THE PROBLEM: Can you format the rows below as a numbered list, one line per item, skipping any blank lines and leaving the pictures out?

SOURCE INFORMATION:
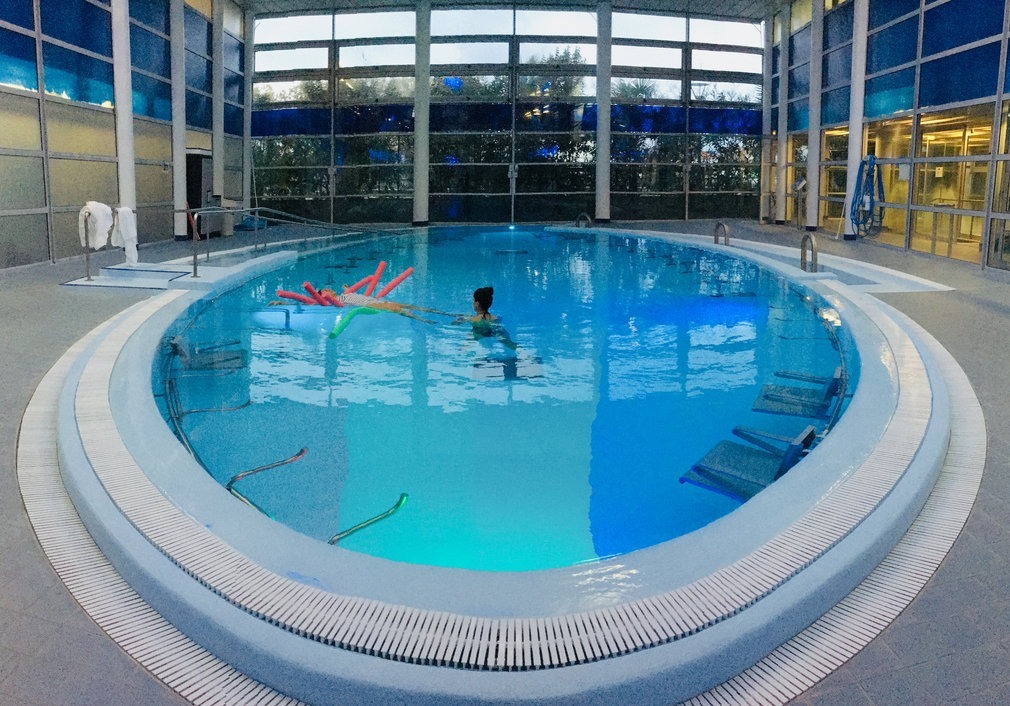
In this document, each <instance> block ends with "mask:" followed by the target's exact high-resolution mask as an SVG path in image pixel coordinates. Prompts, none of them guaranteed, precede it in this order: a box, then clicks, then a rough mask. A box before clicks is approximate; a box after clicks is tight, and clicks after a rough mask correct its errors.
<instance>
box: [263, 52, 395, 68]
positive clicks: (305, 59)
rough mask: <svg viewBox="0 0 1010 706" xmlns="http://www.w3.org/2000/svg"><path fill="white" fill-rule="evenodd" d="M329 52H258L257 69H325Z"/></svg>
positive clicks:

ANSWER SECTION:
1. In this document, each <instance> block ends with "mask:" followed by the target's exact high-resolution mask as an SVG path in image pixel coordinates. Prompts, none of them guaranteed, precede it in this order: a box, then clicks, then a rough mask. A box before clicks is approximate; a box after clicks is tight, and clicks after a rough mask correct its errors.
2. <instance>
3. box: [263, 52, 395, 68]
4. positive clicks: (305, 59)
5. rough mask: <svg viewBox="0 0 1010 706" xmlns="http://www.w3.org/2000/svg"><path fill="white" fill-rule="evenodd" d="M329 52H258L257 69H325Z"/></svg>
6. positive clicks:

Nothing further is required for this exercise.